Trecho apresentado
Em evento na sede da OEA, Organização dos Estados Americanos, em Washington, o ministro da justiça José Eduardo Cardozo, afirmou que a 'apologia à violência' em esportes e videogames alimenta a criminalidade no Brasil. "A violência é hoje cultivada e aplaudida, seja em esportes ou jogos de crianças pequenas", disse Cardozo, demonstrando absoluta falta de intimidade com o tema, ao menos no que se refere ao entretenimento digital.
Não se ouvia opinião obtusa e contundente do gênero de uma autoridade de governo brasileiro desde as infelizes declartações de Marta Suplicy, para quem os games 'não são Cultura'. A fala de Cardozo expõe mais uma vez o desconhecimento dos representantes do país em relação à Cultura de Games e a leviandade com que professam suas ideologias retrógradas e em descompasso com a cultura digital.

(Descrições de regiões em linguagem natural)
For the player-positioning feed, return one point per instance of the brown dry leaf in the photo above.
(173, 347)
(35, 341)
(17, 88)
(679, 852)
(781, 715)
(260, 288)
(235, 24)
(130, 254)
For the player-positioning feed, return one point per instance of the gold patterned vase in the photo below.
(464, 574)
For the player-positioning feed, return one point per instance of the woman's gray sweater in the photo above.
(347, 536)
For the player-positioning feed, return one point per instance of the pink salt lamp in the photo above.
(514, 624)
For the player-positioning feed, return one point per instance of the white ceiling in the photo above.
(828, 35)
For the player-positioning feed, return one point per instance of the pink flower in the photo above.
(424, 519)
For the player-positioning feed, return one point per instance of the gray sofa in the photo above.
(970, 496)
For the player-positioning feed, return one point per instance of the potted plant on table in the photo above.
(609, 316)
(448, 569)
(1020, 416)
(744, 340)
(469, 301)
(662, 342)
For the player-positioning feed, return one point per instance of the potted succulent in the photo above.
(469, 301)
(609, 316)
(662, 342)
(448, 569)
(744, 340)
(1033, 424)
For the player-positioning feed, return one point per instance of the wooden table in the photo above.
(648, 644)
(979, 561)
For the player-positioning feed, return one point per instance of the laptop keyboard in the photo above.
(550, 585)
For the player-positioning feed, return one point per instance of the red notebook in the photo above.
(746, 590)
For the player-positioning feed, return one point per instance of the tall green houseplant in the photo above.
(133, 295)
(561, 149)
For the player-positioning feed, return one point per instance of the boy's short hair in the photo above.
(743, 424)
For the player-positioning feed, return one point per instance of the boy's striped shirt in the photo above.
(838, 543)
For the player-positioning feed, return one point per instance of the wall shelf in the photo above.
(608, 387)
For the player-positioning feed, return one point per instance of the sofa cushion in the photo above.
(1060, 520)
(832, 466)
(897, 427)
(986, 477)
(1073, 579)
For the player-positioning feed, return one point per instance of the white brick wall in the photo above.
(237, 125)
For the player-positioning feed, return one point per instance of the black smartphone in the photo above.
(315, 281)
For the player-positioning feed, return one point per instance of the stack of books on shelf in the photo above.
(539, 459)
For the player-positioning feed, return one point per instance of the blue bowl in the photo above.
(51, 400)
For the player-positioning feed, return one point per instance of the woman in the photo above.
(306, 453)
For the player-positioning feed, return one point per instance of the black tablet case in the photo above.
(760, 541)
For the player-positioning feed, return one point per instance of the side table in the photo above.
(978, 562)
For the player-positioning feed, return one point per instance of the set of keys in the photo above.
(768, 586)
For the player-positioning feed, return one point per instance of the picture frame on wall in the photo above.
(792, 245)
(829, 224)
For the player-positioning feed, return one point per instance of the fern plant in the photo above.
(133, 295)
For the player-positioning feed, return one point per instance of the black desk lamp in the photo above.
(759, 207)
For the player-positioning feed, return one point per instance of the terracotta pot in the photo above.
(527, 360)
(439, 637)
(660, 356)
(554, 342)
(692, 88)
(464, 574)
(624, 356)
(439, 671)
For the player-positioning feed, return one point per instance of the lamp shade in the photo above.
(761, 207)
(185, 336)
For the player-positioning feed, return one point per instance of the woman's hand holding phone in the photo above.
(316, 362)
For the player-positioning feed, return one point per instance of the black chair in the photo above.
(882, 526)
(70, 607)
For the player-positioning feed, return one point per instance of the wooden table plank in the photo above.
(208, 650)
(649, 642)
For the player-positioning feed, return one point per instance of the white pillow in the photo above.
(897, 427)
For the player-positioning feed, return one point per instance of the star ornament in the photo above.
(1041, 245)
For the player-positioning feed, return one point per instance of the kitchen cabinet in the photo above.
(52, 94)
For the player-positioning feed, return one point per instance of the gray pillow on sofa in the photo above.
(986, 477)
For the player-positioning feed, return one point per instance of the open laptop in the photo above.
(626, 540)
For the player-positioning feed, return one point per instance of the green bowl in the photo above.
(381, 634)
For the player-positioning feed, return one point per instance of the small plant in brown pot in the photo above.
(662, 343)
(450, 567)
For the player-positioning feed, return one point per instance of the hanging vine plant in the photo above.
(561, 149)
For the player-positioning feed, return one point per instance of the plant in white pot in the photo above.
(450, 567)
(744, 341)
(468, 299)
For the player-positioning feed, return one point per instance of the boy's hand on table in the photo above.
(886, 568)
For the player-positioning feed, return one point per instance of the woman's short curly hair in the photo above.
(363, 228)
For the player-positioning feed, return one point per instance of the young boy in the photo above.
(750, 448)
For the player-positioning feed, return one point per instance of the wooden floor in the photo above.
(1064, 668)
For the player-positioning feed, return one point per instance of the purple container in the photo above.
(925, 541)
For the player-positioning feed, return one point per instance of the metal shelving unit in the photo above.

Ações necessárias
[a] Com base no trecho apresentado, responda:
(i) Em que local ocorreu o evento em que o ministro da justiça se pronunciou?
(ii) Segundo Cardozo, o que alimenta a criminalidade no Brasil?
(iii) De acordo com Marta Suplicy, o que os games não são?
[b] Copie do trecho apresentado o segmento que vai de "Não se ouvia" até "a cultura digital.", inclusive.

Respostas
[a]
(i) Na sede da OEA, Organização dos Estados Americanos, em Washington.
(ii) A "apologia à violência" em esportes e videogames.
(iii) Cultura.

[b]
Não se ouvia opinião obtusa e contundente do gênero de uma autoridade de governo brasileiro desde as infelizes declartações de Marta Suplicy, para quem os games 'não são Cultura'. A fala de Cardozo expõe mais uma vez o desconhecimento dos representantes do país em relação à Cultura de Games e a leviandade com que professam suas ideologias retrógradas e em descompasso com a cultura digital.